**WORK TO DO**
Output all the material that follows, exactly as given.

**SUPPLIED RECORDS**
###
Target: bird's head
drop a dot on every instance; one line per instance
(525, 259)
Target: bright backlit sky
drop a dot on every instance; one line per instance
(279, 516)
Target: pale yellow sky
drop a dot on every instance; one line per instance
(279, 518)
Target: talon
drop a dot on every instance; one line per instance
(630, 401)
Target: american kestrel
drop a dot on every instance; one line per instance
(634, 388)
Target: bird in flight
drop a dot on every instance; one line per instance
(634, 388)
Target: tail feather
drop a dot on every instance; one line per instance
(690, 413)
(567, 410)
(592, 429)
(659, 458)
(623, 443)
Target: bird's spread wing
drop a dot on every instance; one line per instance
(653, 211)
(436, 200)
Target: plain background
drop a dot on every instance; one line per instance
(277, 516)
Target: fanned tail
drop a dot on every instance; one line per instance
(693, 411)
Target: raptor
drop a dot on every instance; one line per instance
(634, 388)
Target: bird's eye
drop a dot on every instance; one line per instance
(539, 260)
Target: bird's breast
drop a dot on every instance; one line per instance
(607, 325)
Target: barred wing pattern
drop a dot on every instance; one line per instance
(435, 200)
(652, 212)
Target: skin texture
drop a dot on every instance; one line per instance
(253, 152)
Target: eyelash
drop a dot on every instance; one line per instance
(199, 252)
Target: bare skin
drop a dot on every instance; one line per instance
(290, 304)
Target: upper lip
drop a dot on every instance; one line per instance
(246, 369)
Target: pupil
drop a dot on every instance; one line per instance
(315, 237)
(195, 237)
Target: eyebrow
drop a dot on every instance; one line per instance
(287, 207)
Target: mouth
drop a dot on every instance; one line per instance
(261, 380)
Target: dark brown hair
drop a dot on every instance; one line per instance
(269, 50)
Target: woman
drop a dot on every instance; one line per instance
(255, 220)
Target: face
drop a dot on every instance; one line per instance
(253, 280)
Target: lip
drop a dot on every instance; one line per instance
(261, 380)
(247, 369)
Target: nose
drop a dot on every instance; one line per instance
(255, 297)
###
**ANSWER TO THIS TASK**
Target: bird's head
drop a dot on every instance; one line per instance
(525, 259)
Target: bright backlit sky
drop a dot on every instance; one line per instance
(279, 516)
Target: pale yellow sky
drop a dot on every instance; one line per instance
(279, 518)
Target: talon
drop a dot on every instance; one line per instance
(630, 401)
Target: american kestrel
drop a dot on every instance; one line per instance
(634, 388)
Target: bird in flight
drop a dot on every instance; one line per instance
(634, 388)
Target: tail feather
drop a dot on every instance; one line per instance
(690, 413)
(567, 410)
(592, 429)
(659, 458)
(623, 443)
Target: bird's spread wing
drop a dot on every instance; one line per instance
(653, 211)
(436, 200)
Target: plain background
drop a dot on every instance; one line per instance
(277, 516)
Target: fanned tail
drop a dot on every instance; one line per instance
(693, 411)
Target: raptor
drop a dot on every instance; one line per instance
(634, 388)
Target: bird's eye
drop a dot on every instance; one line per instance
(539, 260)
Target: bird's breast
drop a dot on every instance; one line per instance
(607, 325)
Target: barred wing pattern
drop a dot on every instance; one line per instance
(435, 200)
(652, 212)
Target: skin texture
drop a dot on every instance; one line per instance
(253, 152)
Target: eyelash
drop a dot on every instance; one line per instance
(199, 252)
Target: bare skin
drop a dot on every instance; one line per instance
(290, 304)
Target: upper lip
drop a dot on every instance; one line per instance
(246, 369)
Target: pupil
drop a dot on every instance; one line per instance
(315, 237)
(195, 237)
Target: eyebrow
drop a dot on every instance; one line per instance
(287, 207)
Target: mouth
drop a dot on every instance; one line per instance
(261, 380)
Target: dark brown hair
drop a dot on every instance; one line per instance
(269, 50)
Target: woman
drop a dot on every instance; one line per instance
(255, 220)
Target: face
drop a dot on every instance; one line per instance
(253, 280)
Target: lip
drop a dot on every instance; one line per instance
(261, 380)
(247, 369)
Target: nose
drop a dot on every instance; one line per instance
(255, 297)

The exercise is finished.